| Task directions |
Please give back, exactly as written, only the line containing "Every instance of the dark" and every line after it until the data below ends.

| Record extracts |
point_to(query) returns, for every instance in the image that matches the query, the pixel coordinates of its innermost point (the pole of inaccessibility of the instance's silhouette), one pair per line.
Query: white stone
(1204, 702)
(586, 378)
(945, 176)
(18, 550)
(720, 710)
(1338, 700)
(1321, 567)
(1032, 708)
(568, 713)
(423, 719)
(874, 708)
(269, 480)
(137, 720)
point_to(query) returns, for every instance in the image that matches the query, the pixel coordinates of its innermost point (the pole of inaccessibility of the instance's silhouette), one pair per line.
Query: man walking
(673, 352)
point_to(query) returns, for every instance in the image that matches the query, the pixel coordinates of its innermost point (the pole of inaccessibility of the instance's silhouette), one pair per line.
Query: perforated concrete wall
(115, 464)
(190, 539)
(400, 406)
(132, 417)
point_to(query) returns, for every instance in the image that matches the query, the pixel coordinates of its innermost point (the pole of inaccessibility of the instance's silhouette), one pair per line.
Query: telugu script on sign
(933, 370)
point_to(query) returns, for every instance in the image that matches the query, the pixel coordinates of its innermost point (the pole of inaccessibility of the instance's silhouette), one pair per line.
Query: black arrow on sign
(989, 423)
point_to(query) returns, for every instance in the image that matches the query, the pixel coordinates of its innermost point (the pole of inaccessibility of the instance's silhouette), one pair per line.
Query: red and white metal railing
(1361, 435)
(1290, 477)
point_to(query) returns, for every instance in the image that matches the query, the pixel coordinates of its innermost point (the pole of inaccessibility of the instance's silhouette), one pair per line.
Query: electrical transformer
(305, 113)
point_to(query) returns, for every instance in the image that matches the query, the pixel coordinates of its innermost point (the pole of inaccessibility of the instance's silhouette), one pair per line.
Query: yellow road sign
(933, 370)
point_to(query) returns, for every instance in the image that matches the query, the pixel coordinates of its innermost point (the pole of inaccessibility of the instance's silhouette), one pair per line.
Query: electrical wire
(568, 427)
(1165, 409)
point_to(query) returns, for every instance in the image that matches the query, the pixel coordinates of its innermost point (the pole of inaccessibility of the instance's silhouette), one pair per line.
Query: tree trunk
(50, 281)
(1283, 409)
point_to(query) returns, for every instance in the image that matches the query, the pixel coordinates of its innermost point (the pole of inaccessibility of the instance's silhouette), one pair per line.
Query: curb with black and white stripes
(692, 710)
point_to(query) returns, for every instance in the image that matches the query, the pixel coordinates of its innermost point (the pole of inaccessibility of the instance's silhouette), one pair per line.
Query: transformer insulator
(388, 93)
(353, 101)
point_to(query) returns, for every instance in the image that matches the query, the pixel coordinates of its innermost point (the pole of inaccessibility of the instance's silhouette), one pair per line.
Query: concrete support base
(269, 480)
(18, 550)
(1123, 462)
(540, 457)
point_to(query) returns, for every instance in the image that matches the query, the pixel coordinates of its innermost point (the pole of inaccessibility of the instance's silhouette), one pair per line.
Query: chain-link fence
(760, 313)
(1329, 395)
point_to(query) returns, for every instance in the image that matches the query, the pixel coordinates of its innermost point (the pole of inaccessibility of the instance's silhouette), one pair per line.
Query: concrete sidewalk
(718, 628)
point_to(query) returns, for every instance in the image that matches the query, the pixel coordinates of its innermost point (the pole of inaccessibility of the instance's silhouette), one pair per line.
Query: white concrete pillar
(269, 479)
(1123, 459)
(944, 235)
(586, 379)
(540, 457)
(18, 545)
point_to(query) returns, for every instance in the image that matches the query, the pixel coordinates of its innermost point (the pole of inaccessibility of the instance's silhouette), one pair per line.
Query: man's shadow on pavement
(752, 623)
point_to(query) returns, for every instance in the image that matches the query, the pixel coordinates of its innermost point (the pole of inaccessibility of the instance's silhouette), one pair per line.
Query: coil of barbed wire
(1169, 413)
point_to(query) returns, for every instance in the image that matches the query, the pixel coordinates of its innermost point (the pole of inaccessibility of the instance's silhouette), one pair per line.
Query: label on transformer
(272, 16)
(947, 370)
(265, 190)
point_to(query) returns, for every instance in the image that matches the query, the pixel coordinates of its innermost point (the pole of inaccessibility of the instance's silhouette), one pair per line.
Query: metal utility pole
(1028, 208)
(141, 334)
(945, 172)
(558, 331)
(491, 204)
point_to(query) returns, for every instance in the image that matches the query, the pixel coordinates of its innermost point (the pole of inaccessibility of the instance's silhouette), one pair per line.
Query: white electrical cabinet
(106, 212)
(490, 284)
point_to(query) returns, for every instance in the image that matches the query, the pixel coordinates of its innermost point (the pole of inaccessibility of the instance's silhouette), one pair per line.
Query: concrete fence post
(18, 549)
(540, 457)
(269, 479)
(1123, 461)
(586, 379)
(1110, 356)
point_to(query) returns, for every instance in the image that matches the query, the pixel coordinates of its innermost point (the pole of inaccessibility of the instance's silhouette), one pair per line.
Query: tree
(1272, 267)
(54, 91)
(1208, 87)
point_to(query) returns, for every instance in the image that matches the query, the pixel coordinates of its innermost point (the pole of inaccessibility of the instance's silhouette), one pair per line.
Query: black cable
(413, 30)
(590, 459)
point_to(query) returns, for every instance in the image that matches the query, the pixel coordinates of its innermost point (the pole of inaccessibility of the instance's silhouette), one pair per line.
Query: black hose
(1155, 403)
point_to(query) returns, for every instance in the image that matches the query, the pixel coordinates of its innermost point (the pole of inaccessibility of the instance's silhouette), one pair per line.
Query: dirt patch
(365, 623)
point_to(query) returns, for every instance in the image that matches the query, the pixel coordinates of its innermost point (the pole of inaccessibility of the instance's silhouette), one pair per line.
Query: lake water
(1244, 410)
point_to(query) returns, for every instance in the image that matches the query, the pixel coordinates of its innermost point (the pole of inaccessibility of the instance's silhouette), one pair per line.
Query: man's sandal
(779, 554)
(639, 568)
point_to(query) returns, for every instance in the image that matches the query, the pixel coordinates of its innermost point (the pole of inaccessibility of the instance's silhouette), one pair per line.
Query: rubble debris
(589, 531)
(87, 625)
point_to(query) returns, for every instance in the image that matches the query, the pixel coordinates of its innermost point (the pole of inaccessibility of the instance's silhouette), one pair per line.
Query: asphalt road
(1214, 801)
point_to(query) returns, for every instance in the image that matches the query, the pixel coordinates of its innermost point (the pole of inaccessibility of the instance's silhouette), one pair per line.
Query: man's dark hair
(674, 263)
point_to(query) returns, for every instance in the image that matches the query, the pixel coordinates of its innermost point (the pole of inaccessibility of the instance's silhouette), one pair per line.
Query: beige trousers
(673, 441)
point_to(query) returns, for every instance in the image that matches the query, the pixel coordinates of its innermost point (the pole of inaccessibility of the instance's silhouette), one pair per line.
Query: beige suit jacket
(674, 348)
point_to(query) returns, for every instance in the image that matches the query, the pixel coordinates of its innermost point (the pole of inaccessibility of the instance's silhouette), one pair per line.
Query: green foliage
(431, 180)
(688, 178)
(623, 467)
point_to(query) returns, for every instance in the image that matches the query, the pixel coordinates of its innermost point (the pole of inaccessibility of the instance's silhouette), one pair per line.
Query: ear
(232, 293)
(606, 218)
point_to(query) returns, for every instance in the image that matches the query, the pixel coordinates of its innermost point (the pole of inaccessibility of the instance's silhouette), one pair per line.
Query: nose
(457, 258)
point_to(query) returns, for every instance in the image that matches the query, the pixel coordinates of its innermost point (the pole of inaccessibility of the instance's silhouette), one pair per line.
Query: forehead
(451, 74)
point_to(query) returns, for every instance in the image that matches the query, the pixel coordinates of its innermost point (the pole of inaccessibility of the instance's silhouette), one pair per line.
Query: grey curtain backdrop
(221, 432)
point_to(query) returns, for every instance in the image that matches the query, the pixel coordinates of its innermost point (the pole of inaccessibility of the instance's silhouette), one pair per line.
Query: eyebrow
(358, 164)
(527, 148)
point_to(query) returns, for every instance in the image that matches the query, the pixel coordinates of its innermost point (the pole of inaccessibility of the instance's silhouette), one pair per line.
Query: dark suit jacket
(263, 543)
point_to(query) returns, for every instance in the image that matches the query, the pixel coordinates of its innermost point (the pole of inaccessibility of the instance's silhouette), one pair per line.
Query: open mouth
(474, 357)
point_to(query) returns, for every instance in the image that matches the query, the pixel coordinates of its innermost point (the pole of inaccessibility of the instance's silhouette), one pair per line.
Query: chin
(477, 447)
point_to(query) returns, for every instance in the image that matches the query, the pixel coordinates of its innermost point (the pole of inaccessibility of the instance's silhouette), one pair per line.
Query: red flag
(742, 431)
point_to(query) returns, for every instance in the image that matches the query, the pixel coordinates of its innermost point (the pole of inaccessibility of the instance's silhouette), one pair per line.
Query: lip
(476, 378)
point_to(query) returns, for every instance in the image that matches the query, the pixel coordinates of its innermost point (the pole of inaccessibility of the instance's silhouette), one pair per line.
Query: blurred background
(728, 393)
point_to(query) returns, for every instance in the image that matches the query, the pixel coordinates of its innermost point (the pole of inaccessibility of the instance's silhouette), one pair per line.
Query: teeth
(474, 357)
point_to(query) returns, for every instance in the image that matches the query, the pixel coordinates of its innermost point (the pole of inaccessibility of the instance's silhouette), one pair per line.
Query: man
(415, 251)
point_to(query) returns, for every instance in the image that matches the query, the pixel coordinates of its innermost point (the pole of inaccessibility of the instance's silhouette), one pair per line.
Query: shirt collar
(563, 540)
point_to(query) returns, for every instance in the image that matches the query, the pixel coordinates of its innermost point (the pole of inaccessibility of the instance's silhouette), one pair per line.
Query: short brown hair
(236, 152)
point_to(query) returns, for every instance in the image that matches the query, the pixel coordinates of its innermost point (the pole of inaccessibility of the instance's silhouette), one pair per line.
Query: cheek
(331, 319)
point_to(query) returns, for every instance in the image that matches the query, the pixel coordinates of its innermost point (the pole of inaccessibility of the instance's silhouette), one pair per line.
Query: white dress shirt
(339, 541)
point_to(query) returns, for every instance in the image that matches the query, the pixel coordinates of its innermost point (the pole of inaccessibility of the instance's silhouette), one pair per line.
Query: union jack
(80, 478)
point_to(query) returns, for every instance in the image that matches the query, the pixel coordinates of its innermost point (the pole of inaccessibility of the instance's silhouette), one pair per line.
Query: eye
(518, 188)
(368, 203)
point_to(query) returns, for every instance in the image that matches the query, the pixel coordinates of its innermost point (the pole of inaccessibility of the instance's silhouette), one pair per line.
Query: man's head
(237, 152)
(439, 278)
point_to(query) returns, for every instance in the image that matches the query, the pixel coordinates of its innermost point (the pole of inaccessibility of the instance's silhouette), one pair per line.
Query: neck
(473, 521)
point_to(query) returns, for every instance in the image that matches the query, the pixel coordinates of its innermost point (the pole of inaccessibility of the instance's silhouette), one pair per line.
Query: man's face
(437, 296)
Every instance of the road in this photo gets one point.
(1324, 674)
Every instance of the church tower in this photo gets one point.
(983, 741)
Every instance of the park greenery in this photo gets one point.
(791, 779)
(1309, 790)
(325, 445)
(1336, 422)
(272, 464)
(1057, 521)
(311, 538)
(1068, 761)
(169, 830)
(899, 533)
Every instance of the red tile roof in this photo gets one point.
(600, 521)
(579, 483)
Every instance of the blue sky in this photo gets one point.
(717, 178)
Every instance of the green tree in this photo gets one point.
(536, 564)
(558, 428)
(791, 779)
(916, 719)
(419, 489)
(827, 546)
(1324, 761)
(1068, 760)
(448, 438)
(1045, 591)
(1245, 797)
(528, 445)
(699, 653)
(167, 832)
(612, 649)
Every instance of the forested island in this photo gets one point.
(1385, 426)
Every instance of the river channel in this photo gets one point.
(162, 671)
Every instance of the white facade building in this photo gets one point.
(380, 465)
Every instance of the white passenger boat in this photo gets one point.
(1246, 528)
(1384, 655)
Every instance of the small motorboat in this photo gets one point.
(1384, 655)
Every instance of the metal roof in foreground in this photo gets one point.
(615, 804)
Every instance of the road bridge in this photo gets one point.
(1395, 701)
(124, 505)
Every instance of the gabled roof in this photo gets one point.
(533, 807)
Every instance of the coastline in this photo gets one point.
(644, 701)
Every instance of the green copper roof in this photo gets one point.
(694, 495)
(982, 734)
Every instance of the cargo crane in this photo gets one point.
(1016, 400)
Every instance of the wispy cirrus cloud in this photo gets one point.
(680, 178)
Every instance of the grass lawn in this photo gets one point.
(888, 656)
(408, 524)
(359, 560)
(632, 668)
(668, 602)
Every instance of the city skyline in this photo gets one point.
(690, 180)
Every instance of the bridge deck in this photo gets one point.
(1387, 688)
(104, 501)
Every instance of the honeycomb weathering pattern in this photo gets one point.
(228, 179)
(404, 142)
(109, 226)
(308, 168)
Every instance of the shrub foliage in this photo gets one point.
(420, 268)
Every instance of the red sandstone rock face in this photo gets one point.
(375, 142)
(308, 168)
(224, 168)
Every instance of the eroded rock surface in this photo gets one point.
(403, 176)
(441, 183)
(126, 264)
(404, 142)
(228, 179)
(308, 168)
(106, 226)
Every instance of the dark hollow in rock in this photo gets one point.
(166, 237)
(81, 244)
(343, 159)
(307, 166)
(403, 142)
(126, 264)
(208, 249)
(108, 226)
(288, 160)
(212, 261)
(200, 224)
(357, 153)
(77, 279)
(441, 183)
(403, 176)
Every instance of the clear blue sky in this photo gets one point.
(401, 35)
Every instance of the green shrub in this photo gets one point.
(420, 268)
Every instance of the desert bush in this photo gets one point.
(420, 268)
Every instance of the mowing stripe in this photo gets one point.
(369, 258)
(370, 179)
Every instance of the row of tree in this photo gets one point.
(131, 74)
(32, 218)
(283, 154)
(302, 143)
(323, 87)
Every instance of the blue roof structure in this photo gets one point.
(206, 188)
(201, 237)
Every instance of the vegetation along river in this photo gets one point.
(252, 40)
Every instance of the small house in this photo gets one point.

| Result |
Every instance of the dark hollow in rock in this photo gets one point.
(166, 237)
(81, 244)
(343, 159)
(307, 166)
(403, 142)
(126, 264)
(208, 249)
(108, 226)
(288, 160)
(212, 261)
(200, 224)
(357, 153)
(77, 279)
(441, 183)
(403, 176)
Every instance of the clear blue sky in this photo gets one point.
(401, 35)
Every instance of the green shrub in this photo gets one point.
(420, 268)
Every instance of the desert bush in this photo gets one point.
(420, 268)
Every instance of the mowing stripe in this photo gets one point.
(369, 258)
(370, 179)
Every instance of the row of tree in this photo gets one point.
(131, 74)
(32, 218)
(283, 154)
(302, 143)
(323, 87)
Every instance of the blue roof structure in this photo gets one point.
(206, 188)
(201, 237)
Every instance of the vegetation along river in this photo gets one point.
(252, 40)
Every instance of the small house in this photo gets one point.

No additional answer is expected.